» **Requirement**
An acceptable answer contains each line of the material, unchanged.

Top of Data for the task

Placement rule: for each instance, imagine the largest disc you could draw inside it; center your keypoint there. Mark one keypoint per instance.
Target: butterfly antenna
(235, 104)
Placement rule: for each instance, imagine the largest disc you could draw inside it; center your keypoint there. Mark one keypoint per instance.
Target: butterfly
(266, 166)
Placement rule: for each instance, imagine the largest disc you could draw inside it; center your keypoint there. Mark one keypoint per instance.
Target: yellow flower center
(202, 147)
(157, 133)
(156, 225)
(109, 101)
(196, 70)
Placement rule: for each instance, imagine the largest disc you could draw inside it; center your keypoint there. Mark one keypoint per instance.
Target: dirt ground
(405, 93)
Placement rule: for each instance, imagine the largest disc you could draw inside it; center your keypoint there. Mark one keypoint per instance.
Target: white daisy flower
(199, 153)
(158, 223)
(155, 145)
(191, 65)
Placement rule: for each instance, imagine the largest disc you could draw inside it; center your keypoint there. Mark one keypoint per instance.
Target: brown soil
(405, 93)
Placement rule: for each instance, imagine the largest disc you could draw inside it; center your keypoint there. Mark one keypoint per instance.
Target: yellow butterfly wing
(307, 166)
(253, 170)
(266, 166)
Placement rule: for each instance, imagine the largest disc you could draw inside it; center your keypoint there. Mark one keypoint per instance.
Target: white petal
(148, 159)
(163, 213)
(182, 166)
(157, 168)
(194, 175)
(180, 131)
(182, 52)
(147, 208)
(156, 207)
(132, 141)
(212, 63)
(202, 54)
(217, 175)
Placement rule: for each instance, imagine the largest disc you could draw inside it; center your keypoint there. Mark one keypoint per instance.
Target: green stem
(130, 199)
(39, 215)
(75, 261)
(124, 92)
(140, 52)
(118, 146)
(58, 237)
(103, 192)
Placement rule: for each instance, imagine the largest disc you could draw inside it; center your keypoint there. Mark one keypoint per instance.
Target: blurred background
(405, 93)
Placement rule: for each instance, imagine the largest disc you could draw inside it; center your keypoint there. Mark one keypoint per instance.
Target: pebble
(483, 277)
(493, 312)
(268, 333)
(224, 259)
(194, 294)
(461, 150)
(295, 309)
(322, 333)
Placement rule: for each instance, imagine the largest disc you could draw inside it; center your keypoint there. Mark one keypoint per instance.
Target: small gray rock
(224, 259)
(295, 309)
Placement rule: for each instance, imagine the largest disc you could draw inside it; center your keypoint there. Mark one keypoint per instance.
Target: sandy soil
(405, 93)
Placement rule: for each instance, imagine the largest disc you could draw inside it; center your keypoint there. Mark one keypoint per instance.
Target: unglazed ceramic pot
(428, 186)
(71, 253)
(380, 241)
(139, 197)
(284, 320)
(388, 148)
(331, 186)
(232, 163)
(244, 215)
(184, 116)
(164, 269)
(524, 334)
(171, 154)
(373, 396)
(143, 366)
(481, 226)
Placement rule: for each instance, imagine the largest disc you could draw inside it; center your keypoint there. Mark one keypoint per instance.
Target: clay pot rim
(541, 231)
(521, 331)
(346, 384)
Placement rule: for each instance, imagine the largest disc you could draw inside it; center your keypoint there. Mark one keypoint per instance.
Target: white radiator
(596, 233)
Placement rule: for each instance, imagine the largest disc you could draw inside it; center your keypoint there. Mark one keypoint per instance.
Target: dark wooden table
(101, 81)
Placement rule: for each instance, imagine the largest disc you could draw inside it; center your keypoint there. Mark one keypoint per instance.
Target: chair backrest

Bottom of Data for the task

» **Answer section**
Placement rule: for each instance, imagine the largest disc you could draw inside it; center your keypoint there. Mark one keypoint per instance.
Target: butterfly antenna
(235, 104)
Placement rule: for each instance, imagine the largest disc you could draw inside it; center your keypoint there. Mark one keypoint per instance.
Target: butterfly
(266, 166)
Placement rule: for each instance, imagine the largest disc you could draw inside it; center your keypoint there. Mark one keypoint per instance.
Target: yellow flower center
(202, 147)
(157, 133)
(156, 225)
(109, 101)
(196, 70)
Placement rule: for each instance, imagine the largest disc you could draw inside it; center your keypoint there. Mark one keypoint per instance.
Target: dirt ground
(405, 93)
Placement rule: for each instance, imagine the largest disc you could draw inside it; center your keypoint there. Mark one keypoint per instance.
Target: white daisy flower
(199, 153)
(158, 223)
(155, 145)
(191, 65)
Placement rule: for each instance, imagine the largest disc you could draw inside it; center your keypoint there. Mark one keypoint per instance.
Target: brown soil
(405, 93)
Placement rule: for each instance, imagine the largest disc you could draw inside it; center your keypoint there. Mark one keypoint per instance.
Target: yellow butterfly wing
(307, 166)
(253, 170)
(266, 166)
Placement rule: for each instance, imagine the largest disc you could draw inside it; center your keypoint there. Mark one keypoint per instance.
Target: white petal
(148, 159)
(163, 213)
(182, 166)
(157, 168)
(194, 175)
(180, 131)
(182, 52)
(147, 208)
(156, 207)
(132, 141)
(212, 63)
(202, 54)
(217, 175)
Placement rule: for each instance, imagine the largest disc you could draw inside it; center your keypoint there. Mark one keypoint per instance.
Target: green stem
(130, 199)
(39, 215)
(75, 261)
(124, 92)
(140, 52)
(118, 146)
(58, 237)
(103, 192)
Placement rule: for each instance, imagine the largest disc you could draw inside it; center your keypoint there. Mark one keypoint per instance.
Target: blurred background
(405, 93)
Placement rule: for each instance, imagine the largest disc you could draw inside it; center your keypoint there. Mark one keypoint per instance.
Target: pebble
(483, 277)
(493, 312)
(268, 333)
(224, 259)
(194, 294)
(461, 150)
(295, 309)
(322, 333)
Placement rule: for each instance, imagine the largest disc you could draw inside it; center your keypoint there. Mark one keypoint per instance.
Target: small gray rock
(224, 259)
(295, 309)
Placement rule: for each instance, imagine the largest disc you could draw inside it; center your keypoint there. Mark one keypoint per instance.
Target: sandy soil
(405, 93)
Placement rule: for each instance, imagine the largest disc you could draw inside it; center your keypoint there. Mark one keypoint per instance.
Target: unglazed ceramic pot
(428, 186)
(71, 253)
(380, 241)
(139, 197)
(284, 320)
(388, 148)
(331, 186)
(232, 163)
(244, 215)
(184, 116)
(164, 269)
(524, 334)
(171, 154)
(373, 396)
(143, 366)
(481, 226)
Placement rule: for each instance, imagine the largest disc you could draw inside it; center your keypoint there. Mark one keypoint per instance.
Target: clay pot rim
(541, 231)
(521, 331)
(346, 384)
Placement rule: for each instance, imagine the largest disc you could draw inside it; center your keypoint there. Mark one keypoint per instance.
Target: white radiator
(596, 233)
Placement rule: for each instance, imagine the largest disc you could draw inside it; center your keypoint there. Mark one keypoint per instance.
Target: dark wooden table
(101, 81)
Placement rule: for each instance, imagine the largest disc you could draw inside it; center your keypoint there. Mark one keypoint per instance.
Target: chair backrest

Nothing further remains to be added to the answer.